Action item - Write exactly, with no line omitted or added, the span beginning at the line that holds "Query: red tile roof" and ending at the last line of the records.

Records shown -
^^^^^^^^
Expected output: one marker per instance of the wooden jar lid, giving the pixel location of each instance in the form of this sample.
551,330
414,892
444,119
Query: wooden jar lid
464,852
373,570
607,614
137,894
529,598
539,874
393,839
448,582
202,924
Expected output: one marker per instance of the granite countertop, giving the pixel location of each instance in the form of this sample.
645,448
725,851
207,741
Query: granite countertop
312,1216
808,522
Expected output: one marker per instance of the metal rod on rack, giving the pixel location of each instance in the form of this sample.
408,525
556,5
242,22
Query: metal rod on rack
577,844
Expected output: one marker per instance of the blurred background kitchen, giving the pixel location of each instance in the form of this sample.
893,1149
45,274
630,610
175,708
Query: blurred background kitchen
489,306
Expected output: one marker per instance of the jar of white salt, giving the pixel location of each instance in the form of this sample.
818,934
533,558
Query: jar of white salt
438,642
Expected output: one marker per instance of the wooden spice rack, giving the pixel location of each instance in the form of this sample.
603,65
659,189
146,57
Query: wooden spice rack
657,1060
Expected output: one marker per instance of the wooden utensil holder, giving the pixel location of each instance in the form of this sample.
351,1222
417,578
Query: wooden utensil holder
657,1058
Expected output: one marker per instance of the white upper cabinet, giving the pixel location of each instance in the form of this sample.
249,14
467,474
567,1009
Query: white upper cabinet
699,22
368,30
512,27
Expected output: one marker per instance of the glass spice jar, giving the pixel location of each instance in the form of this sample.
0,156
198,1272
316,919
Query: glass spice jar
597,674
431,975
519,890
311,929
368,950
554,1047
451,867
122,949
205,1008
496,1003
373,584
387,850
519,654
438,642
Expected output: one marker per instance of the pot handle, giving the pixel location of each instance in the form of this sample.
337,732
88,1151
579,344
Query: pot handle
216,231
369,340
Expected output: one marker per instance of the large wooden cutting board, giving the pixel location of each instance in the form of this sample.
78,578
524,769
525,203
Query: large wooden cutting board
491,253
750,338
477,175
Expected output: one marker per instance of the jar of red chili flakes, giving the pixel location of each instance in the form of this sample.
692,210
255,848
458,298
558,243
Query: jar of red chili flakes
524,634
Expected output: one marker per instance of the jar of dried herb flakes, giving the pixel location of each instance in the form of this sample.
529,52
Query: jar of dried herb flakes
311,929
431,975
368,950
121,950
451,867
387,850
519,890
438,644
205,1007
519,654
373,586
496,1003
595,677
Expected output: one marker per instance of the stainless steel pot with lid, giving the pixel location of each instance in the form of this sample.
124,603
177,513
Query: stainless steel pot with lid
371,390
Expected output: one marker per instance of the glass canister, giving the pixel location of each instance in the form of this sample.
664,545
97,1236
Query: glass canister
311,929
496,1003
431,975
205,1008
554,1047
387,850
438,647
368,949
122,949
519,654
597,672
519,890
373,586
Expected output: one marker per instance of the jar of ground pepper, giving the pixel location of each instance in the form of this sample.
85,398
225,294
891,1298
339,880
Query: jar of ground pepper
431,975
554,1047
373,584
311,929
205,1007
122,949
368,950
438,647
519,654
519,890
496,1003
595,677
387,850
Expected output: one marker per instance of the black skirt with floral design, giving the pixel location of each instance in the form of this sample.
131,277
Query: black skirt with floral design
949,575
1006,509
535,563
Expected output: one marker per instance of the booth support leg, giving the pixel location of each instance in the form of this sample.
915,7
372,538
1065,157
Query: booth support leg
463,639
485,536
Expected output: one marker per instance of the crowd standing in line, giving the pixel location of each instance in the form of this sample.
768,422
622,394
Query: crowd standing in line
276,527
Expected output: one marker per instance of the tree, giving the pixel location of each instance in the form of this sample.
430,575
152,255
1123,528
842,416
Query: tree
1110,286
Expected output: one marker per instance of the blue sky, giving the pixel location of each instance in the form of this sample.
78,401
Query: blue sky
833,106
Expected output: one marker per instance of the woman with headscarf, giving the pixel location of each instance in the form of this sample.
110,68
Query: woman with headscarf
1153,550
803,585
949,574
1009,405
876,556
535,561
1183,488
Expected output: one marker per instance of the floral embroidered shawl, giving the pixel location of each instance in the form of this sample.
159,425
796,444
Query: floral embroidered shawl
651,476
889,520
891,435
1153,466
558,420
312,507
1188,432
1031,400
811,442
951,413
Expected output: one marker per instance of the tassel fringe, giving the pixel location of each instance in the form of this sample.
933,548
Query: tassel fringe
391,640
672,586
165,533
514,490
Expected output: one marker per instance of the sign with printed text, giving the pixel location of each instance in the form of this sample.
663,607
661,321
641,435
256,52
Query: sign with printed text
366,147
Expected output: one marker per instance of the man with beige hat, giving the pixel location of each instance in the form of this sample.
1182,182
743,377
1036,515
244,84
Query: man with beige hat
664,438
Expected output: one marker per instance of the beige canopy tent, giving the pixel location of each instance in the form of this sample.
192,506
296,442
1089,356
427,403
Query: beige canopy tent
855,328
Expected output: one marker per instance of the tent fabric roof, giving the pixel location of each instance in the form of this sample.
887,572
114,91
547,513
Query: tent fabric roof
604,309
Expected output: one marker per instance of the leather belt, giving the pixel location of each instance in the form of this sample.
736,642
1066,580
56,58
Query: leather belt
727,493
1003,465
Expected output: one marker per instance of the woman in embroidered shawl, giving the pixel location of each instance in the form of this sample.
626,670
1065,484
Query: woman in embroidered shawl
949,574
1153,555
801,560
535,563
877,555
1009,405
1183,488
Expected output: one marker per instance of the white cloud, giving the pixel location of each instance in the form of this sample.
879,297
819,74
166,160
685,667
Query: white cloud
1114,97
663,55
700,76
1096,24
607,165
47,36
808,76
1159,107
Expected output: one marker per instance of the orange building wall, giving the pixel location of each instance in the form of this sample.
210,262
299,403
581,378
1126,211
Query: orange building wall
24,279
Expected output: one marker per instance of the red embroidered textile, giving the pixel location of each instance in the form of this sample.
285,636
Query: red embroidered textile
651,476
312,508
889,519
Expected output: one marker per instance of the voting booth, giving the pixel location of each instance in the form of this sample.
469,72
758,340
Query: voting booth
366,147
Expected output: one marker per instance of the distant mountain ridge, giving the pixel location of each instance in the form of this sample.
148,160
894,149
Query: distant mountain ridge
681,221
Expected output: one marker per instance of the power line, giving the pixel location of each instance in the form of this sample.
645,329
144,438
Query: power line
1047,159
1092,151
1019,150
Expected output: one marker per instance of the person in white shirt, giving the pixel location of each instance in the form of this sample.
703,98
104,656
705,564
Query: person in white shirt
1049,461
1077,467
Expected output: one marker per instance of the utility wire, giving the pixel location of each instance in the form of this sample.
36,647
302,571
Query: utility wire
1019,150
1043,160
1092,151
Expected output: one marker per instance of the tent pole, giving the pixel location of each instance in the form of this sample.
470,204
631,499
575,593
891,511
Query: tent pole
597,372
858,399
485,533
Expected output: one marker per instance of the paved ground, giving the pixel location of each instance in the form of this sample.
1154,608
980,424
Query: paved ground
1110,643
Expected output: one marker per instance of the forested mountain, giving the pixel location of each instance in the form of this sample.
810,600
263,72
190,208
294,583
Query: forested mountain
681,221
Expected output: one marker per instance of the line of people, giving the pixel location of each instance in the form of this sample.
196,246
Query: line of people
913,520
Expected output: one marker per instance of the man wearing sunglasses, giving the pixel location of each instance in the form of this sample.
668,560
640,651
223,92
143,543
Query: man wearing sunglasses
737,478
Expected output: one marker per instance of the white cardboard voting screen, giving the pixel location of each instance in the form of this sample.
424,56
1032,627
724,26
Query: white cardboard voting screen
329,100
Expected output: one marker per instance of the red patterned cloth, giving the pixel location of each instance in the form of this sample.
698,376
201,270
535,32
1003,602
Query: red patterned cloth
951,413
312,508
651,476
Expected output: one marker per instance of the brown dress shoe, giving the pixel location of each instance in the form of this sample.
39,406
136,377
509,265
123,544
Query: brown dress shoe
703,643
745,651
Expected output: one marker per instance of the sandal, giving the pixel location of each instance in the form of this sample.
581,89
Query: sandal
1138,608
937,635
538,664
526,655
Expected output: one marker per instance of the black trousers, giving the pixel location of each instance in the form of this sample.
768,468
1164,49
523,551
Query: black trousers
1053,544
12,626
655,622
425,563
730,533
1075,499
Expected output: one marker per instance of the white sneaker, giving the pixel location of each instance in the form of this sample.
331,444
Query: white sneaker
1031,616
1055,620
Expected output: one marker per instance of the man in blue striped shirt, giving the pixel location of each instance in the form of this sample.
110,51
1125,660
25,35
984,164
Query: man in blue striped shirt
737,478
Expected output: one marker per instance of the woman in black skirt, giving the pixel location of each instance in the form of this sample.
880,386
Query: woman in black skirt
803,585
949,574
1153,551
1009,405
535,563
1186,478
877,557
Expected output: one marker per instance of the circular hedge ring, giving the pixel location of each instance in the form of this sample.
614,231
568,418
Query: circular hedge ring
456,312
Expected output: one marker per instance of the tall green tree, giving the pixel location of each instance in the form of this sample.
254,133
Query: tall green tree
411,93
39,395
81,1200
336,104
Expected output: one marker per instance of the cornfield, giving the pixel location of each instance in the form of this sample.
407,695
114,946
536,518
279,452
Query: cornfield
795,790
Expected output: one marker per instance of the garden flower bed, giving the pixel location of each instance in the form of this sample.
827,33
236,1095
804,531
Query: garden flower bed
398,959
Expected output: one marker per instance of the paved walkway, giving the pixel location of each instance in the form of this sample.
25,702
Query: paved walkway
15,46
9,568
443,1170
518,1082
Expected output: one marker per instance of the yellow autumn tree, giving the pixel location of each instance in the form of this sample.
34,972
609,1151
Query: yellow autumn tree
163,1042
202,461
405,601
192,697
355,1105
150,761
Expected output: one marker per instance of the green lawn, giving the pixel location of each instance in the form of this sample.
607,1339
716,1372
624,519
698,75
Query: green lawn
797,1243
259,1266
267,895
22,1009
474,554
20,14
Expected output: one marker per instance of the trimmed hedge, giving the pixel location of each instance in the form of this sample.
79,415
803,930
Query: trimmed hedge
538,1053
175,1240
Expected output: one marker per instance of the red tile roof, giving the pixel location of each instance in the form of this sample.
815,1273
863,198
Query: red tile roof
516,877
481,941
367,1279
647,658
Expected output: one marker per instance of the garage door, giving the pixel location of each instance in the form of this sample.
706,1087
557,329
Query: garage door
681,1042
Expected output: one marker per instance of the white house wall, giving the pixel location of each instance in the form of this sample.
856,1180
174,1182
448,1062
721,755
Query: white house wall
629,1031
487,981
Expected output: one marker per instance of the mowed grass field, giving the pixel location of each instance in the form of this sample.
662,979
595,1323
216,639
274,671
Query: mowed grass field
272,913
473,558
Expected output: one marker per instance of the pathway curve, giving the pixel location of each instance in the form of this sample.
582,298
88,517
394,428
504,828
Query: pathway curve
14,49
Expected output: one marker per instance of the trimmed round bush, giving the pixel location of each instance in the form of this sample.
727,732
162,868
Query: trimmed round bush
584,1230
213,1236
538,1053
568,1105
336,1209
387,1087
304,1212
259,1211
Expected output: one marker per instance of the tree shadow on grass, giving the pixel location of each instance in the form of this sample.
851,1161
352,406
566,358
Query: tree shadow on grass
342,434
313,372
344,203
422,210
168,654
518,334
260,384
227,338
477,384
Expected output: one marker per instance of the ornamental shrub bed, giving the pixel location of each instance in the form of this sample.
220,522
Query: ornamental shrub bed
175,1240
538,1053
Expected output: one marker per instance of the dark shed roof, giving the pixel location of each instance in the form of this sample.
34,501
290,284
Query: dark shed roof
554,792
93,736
^^^^^^^^
Task solution -
Query: red tile roof
516,877
481,941
367,1279
647,658
Expected output: one marker per instance of the garage door, giving the pixel location of each instance in the form of this sample.
706,1087
557,329
Query: garage door
681,1042
Expected output: one marker per instance of the white house wall, giving the pixel location of each instance in the form of this sample.
856,1180
174,1182
448,1062
721,755
Query: white house wall
629,1031
487,981
Expected output: one marker per instance of the mowed grass field, giving the pixel location of each instance in the form of this sample.
662,979
595,1323
216,639
274,671
Query: mowed grass field
272,913
473,558
Expected output: one marker per instance of the pathway curve, giving the pixel location of each instance in the form of this sample.
582,298
88,517
394,428
504,828
Query: pathway curve
14,49
Expected output: one marker per instance of the trimmed round bush, giving the pixel location of each instance in the form of this sample.
727,732
162,868
Query: trimmed round bush
584,1230
213,1236
538,1053
568,1105
336,1209
387,1087
304,1212
259,1211
Expected output: one marker per instance of the tree shadow on grass, giving the pixel location of each instance in the form of this sample.
851,1161
352,406
566,358
Query: tree shadow on grass
342,434
313,372
344,203
422,210
168,654
518,334
260,384
227,338
477,384
Expected output: one marker per instance of the ornamental shrub bed, giving the pixel location of each instance in the form of this sample.
220,522
Query: ornamental shrub bed
175,1240
538,1053
Expected output: one marker per instance of the dark shed roof, giving the pixel location of each instance in the form of this sample.
34,501
290,284
Query: dark shed roof
554,792
93,736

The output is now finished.